Tag Archives: Chile

Surprise-o Valparaiso

30th March 2018

The next major segment of our wanderings around the left-hand side of South America will be a trip to Ecuador and (of course) the Galapagos Islands, which will challenge the abilities of my brain to accept and retain an even greater density of information than was on offer in two days on Easter Island. A return to Santiago with a day of conventional tourism (wandering round taking photos of stuff) seemed a fairly restful way of bridging between the two. First of all, we had to get off Easter Island. Malena got us to the airport nearly three hours before the departure, which on the surface of it seems a bit excessive, given that the airport, small as it is, only has to deal with a maximum of two flights a day. As it turned out, it was no bad thing, as it gave us the chance to claim a reasonable place in, you guessed it, a queue.

This wasn’t the check-in queue, though; it was the queue to get into the check-in queue as your bags went through the X-ray scanner. Then we could join the check-in queue. Then we could go and sit outside whilst waiting for the chance to board. Serendipity gave us the chance to chat to a(nother) nice Australian couple with whom we’d actually exchanged a few words en route to Easter Island. They were on the last segment of a two-month trip and really looking forward to getting home; it made me wonder what my threshold will be. But we got some useful tips about Galapagos and Machu Picchu, because of course they’d already been there and done that.

The flight back to Santiago gave Jane the opportunity to watch “Thor – Ragnarok” for the third time on this holiday alone, which shows true dedication to watching whatever it is that Chris Hemsworth has to offer. Nope, still don’t get it. I watched “Kingsman and the Golden Circle”, because I like classy entertainment, me.

Anyhoo…the break in Santiago was scheduled to include a tour of Valparaiso (a major port) and ViƱa del Mar (its neighbouring holiday resort), which meant we had another chance to meet our charming guide with the unusual portfolio career, Ronald. (Apparently, we were his last tour of the season, and he’s going to spend the winter concentrating on finishing and rehearsing a musical he’s writing).

SUPPLIED MATERIAL:
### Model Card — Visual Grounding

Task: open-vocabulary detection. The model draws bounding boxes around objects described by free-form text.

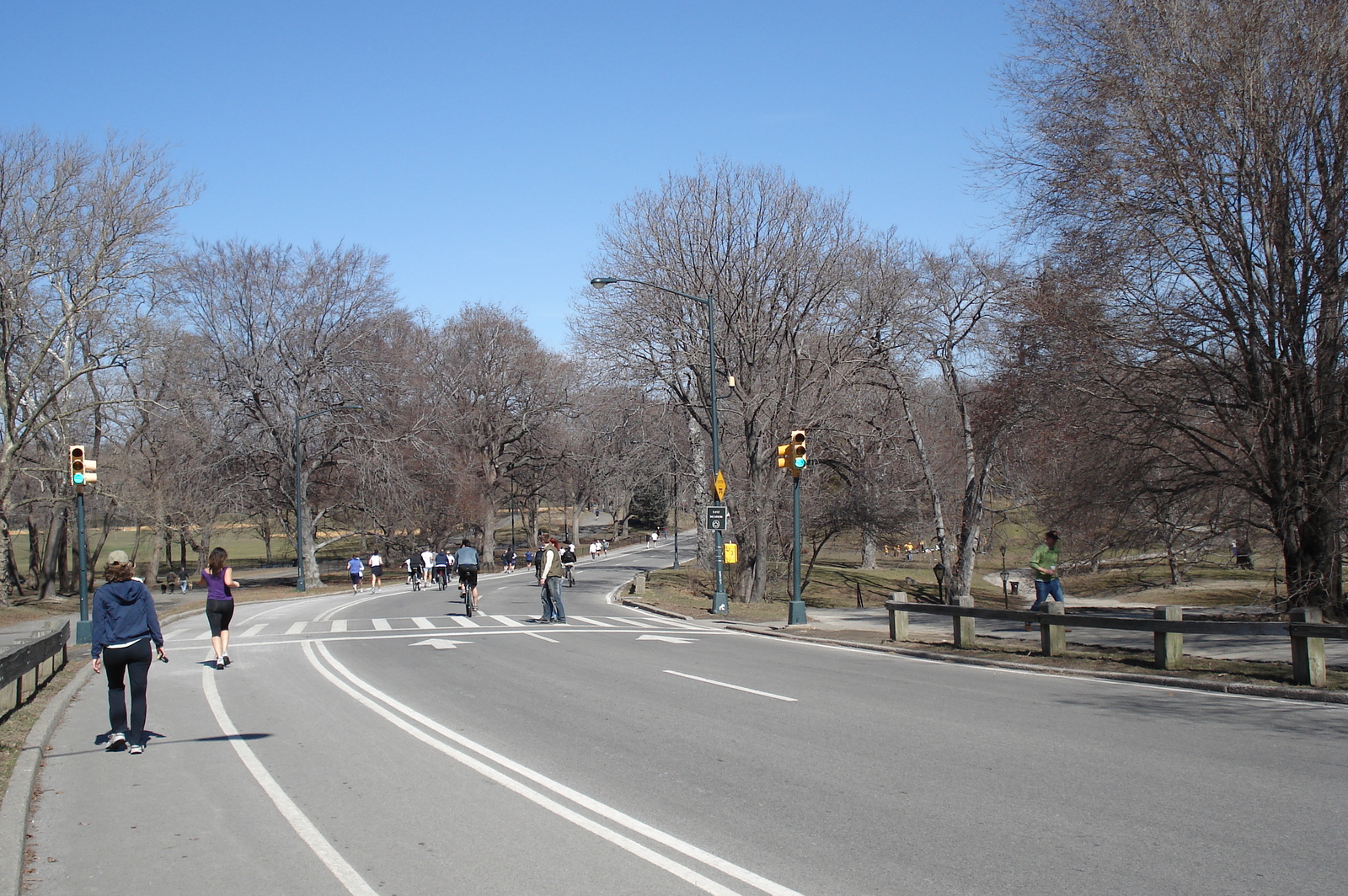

BRIEF 1:
Rewrite the travel post from "Tag Archives: Chile" up to and including "it, a queue.", swapping "airport" for "airfield".
BRIEF 2:
Extend the travel post about the return to Santiago, picking up after its final sentence.
Nothing in the listing is needed here.

WRITTEN REPLY 1:
Tag Archives: Chile

Surprise-o Valparaiso

30th March 2018

The next major segment of our wanderings around the left-hand side of South America will be a trip to Ecuador and (of course) the Galapagos Islands, which will challenge the abilities of my brain to accept and retain an even greater density of information than was on offer in two days on Easter Island. A return to Santiago with a day of conventional tourism (wandering round taking photos of stuff) seemed a fairly restful way of bridging between the two. First of all, we had to get off Easter Island. Malena got us to the airfield nearly three hours before the departure, which on the surface of it seems a bit excessive, given that the airfield, small as it is, only has to deal with a maximum of two flights a day. As it turned out, it was no bad thing, as it gave us the chance to claim a reasonable place in, you guessed it, a queue.

WRITTEN REPLY 2:
Valparaiso is some 65 miles from Santiago, and lies on the other side of the coastal mountains. So the journey there takes you westwards through a 4km tunnel into the first of a couple of fertile valleys, and then another into the second. The first valley is where a large amount of fruit and vegetables are grown; the second is lined with vineyards, growing mainly chardonnay and sauvignon blanc grapes. As we went along, Ronald explained that Valparaiso was Chile’s capital city in the 17th, 18th and 19th centuries, capitalising on its significantly important location as a Pacific coast port. However, starting in the 19th century,the important and influential families left the city and the Panama canal damaged its standing as a major international transport route. Its standing has been damaged even further by a recent development which saw another (neighbouring?) Chilean port, San Antonio, win the cruise liner business after Valparaiso’s port workers staged a strike. It has strong French, German and English communities (the local football team is called Valparaiso Wanderers, and ViƱa del Mar’s is called Everton) and this is reflected in the architecture and the naming of places.

After something over an hour we got to Valparaiso, which was completely different from the completely erroneous picture I had allowed to build in my mind of a relatively dull industrial port. For a start, it is enormously hilly,

The hillside neighbourhoods of Valparaiso

with separate neighbourhoods on separate hills, and it makes San Francisco seem merely slightly lumpy by comparison;

The colourful streets of Valparaiso

it is ramshackle and graffiti-covered;

The colourful streets of Valparaiso

the wiring has a distinctly South American character;

The colourful streets of Valparaiso

and parts of it are reportedly very dangerous.

On the other hand, it has considerable charm: lots of the buildings are very colourful;

The colourful streets of Valparaiso

The colourful streets of Valparaiso

(above – the Hotel Brighton) many of them are unusual, like the Palacio Baburizza, built by a Croat and gifted to the city in his will;

Palacio Baburizza

street art of all sorts abounds;

The colourful streets of Valparaiso

with innovative use of resources such as drinks bottles

The colourful streets of Valparaiso

and bathroom furniture;

The colourful streets of Valparaiso

and the various hillside neighbourhoods are served by funicular railways (some working, some in disrepair).

;

Yes, it is an industrial port, but on a sunny Good Friday, with the holiday crowds out

The colourful streets of Valparaiso

and the entertainers plying their trade

Valparaiso shows that it is unique, vibrant and appealing. (The puppet master shown above had his Pavarotti wander over to the money tin after the last aria, peer in and shake his head in disappointment; a lovely touch.)

Ronald made the visit even more individual by performing some of his pieces in a local cafĆ© called Columbina for us, on an appallingly out-of-tune piano, which is why I’m not providing the video.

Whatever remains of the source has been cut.